• Your task: All entries must be transcribed exactly, down to the last character.

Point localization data

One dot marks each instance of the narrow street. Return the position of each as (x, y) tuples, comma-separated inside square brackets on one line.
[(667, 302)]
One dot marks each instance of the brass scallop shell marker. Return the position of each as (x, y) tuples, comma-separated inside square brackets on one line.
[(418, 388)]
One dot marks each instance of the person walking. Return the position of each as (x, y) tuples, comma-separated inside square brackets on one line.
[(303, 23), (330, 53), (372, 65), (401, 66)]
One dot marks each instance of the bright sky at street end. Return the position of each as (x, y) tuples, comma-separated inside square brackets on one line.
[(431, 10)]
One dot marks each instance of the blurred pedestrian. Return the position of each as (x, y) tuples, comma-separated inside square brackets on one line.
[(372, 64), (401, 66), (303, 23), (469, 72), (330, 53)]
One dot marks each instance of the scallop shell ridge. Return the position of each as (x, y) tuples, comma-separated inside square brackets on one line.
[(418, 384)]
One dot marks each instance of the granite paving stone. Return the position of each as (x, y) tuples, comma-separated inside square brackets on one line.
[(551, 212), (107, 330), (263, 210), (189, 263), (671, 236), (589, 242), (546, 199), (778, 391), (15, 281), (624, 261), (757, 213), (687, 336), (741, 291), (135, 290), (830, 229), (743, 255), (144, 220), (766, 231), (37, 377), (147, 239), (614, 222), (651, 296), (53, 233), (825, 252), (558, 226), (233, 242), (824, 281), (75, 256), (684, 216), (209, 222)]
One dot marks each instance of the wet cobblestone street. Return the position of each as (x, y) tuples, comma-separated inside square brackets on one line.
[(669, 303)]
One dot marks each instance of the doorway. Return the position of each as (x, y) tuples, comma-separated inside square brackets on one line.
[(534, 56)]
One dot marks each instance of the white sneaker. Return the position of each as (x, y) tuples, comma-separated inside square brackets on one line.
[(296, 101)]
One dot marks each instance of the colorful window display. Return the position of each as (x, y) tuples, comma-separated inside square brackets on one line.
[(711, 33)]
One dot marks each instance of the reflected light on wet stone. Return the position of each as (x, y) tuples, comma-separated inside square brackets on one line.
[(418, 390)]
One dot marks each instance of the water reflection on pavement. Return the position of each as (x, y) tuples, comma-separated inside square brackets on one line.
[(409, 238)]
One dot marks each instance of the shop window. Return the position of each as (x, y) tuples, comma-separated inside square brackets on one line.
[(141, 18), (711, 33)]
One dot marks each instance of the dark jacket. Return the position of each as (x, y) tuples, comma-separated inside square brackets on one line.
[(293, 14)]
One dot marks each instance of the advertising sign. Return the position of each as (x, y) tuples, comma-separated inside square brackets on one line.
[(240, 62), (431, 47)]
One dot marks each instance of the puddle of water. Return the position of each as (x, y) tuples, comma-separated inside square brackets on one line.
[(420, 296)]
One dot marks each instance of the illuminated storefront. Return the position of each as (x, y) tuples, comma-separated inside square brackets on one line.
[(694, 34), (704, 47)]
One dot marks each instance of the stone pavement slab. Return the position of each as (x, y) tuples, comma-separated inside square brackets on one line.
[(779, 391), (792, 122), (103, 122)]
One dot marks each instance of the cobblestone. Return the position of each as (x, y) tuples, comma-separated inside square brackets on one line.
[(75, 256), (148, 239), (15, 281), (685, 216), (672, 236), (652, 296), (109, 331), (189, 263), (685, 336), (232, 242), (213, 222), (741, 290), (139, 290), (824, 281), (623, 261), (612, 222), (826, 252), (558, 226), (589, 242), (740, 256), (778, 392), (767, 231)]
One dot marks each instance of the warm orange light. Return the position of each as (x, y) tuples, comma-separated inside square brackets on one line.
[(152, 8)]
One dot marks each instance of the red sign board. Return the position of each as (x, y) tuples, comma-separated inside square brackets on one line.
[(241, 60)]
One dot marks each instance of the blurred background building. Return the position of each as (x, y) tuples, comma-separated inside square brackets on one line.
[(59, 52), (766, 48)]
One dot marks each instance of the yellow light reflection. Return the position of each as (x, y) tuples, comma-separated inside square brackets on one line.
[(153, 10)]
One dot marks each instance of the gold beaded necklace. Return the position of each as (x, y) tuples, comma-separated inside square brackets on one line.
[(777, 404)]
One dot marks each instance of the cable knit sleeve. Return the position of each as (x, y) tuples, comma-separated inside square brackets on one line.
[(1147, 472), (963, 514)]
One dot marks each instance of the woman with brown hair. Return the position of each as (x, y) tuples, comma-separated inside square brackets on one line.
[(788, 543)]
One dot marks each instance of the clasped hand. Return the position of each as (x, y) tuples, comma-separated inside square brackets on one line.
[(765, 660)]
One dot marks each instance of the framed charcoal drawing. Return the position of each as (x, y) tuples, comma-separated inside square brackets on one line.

• Exercise answer:
One dot marks each instance of the narrow street. Return the position of each as (x, y) tuples, comma-separated inside square brackets on one line.
[(667, 302)]
One dot marks each instance of the brass scallop shell marker. Return the position of each as (x, y) tuples, comma-separated inside square brackets on one line.
[(418, 388)]
One dot marks each instance of the person walking. Return the position of each as (x, y) tuples, comma-separated inside square brackets on one line.
[(303, 23), (330, 53), (372, 65), (401, 66)]
One dot marks each instance of the bright sky at street end. Return the position of each as (x, y) tuples, comma-separated inside square brackets on one line.
[(431, 10)]
One dot marks each instance of the blurred pedestrian. Return the position of each as (x, y) tuples, comma-separated inside square brackets on one line.
[(372, 64), (401, 66), (303, 23), (469, 72), (330, 53)]
One dot marks each instance of the scallop shell ridge. Return the position of each as (x, y) tuples, comma-separated inside square brackets on one line.
[(418, 384)]
One dot marks each instance of the granite paving stone. Return the position of each as (x, y) tuples, comma-separated inside square brackets on one line.
[(551, 212), (107, 330), (263, 210), (189, 263), (671, 236), (589, 242), (546, 199), (778, 391), (15, 281), (624, 261), (757, 213), (687, 336), (741, 291), (135, 290), (830, 229), (743, 255), (144, 220), (766, 231), (37, 377), (147, 239), (614, 222), (651, 296), (53, 233), (825, 252), (558, 226), (233, 242), (824, 281), (75, 256), (684, 216), (209, 222)]
One dot marks each instance of the wet cobblestone street. Return the position of each as (x, y) tuples, comma-separated inside square brackets on one line.
[(669, 303)]
One dot marks each instance of the doorway. Return the position of each as (x, y) tuples, comma-separated inside square brackets on one line.
[(534, 56)]
One dot marks each instance of the white sneaker. Return the position of each as (x, y) tuples, comma-separated inside square brackets on one line.
[(296, 101)]
One dot marks each instance of the colorful window display. Return the position of each as (x, y) tuples, comma-separated inside square brackets on one line.
[(711, 33)]
One dot marks each instance of the reflected light on wet stone. Return the position of each as (x, y) tuples, comma-separated inside square brackets on one line.
[(418, 390)]
One dot marks each instance of the water reflection on pavement. Return the position of each as (x, y) tuples, comma-separated inside square brackets on one line.
[(409, 238)]
One dot marks each instance of the shop window. Return the position of each as (x, y) tuples, comma-separated inside square brackets on one line.
[(141, 18), (711, 33)]
One dot marks each instance of the dark jacket. Return the position of each as (x, y) tuples, comma-separated inside square brackets on one line.
[(293, 14)]
One dot marks each instance of the advertising sign. Return the position of each as (x, y) tuples, comma-separated inside square brackets on one line.
[(240, 62), (431, 47)]
One dot marks each instance of the puddle of water. Return the position of each as (x, y) tuples, comma-separated inside square brackets on one line.
[(420, 296)]
One dot marks each instance of the illuminated storefront. Return the position of each as (x, y) tuples, comma-separated inside square brackets on one line.
[(694, 34), (704, 47)]
One dot marks each instance of the stone pavement slab. Return the position of each as (x, y) tuples, comma-separated inside square brackets on one line.
[(779, 391), (792, 122), (103, 122)]
One dot marks each instance of the cobblestone. Return the position of each as (x, y) tuples, comma-separated inside square brackets on one line.
[(75, 256), (148, 239), (15, 281), (685, 216), (672, 236), (652, 296), (109, 331), (189, 263), (685, 336), (232, 242), (213, 222), (741, 290), (139, 290), (824, 281), (623, 261), (612, 222), (826, 252), (558, 226), (589, 242), (740, 256), (778, 392), (767, 231)]
One dot marks each instance of the warm orange light. Return the position of each as (x, y) tuples, comma-separated inside square brackets on one line.
[(152, 8)]
One dot marks each instance of the red sign board. Return the position of each as (x, y) tuples, comma-separated inside square brackets on one line.
[(241, 60)]
One dot marks each instance of the blurred background building. Return the position of each as (x, y) tuples, comma-separated inside square brackets on one line.
[(59, 52), (766, 48)]
One dot marks each instance of the yellow light reflection. Return the position of each as (x, y) tuples, comma-separated inside square brackets on one line.
[(153, 10)]
One dot marks each instance of the gold beaded necklace. Return the position of each as (x, y) tuples, comma-separated inside square brackets on one line.
[(777, 404)]
One dot marks each instance of the cable knit sleeve. Return the position of each as (x, y) tuples, comma-separated inside square brackets on one line.
[(1147, 472), (963, 514)]
One dot marks each instance of the woman with brown hair. Return the position of each as (x, y) tuples, comma-separated inside square brackets on one line.
[(788, 543)]
One dot marks each instance of the clasped hand. Return the position of each as (x, y) tuples, comma-separated inside square brackets on one line.
[(765, 660)]
One dot marks each instance of the framed charcoal drawing. Return the position of each as (x, y) tuples, comma-separated inside square brackets on one line.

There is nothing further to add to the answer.